## Start Material provided
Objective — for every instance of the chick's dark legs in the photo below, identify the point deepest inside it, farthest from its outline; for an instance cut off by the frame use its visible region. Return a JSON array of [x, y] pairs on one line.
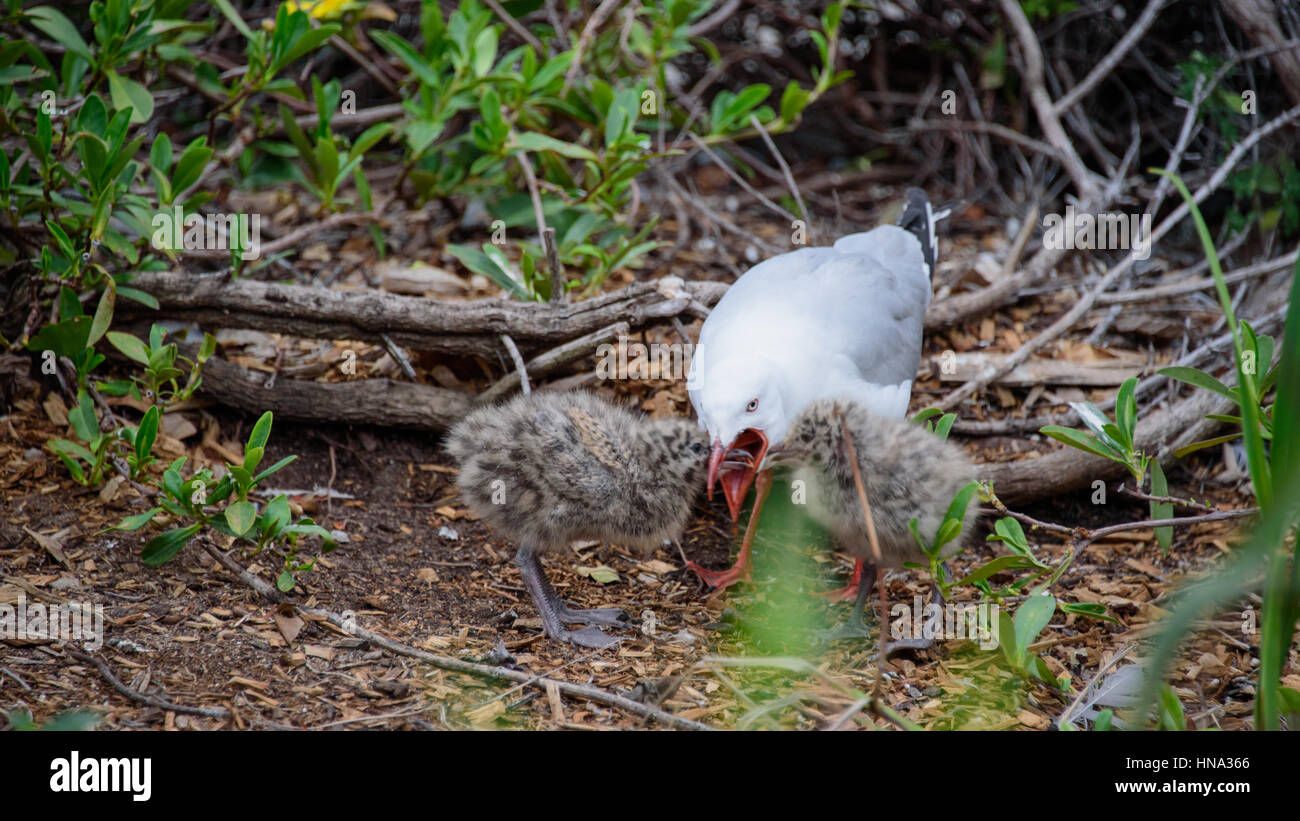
[[555, 613]]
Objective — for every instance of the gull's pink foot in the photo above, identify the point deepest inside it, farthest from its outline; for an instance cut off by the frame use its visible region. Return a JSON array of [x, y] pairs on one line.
[[849, 591], [722, 580]]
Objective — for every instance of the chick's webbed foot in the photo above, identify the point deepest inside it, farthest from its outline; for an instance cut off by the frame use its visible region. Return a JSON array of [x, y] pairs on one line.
[[555, 613], [607, 616]]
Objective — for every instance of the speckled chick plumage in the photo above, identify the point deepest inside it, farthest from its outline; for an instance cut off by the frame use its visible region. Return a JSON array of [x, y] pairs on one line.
## End Material provided
• **The exercise**:
Format the lines above as a JSON array of strings, one string per line, omitting blank lines and the pictures.

• **The reply**:
[
  "Objective — for every instance of the chick's dark legs in the photo below, identify the point deepest inside it, farthest from its outline; for an instance cut off by the frame use its visible region. Return a JSON array of [x, y] pairs on one line.",
  "[[555, 613]]",
  "Objective — for every instance of the gull's pink foot in the photo above, identify the point deepest inside it, farthest from its outline; for an instance cut off by the frame use its visible region. Return a JSON array of [x, y] pairs on one line.",
  "[[849, 591], [722, 580]]",
  "Objective — for every instance of the chick's webbed foot in the photo above, identify the point deepest inside it, farthest from its outline; for an instance cut off by the frame use its visible region. Return a JSON array of [x, y] pairs on one line.",
  "[[555, 613], [607, 616]]",
  "Objective — for every instance of the speckled chick plumage in the photo above, identify the point deepest inside it, farthest from its outline; for an instance cut off by the frame use its visible region. Return a JSON array of [x, y] pairs on one line."
]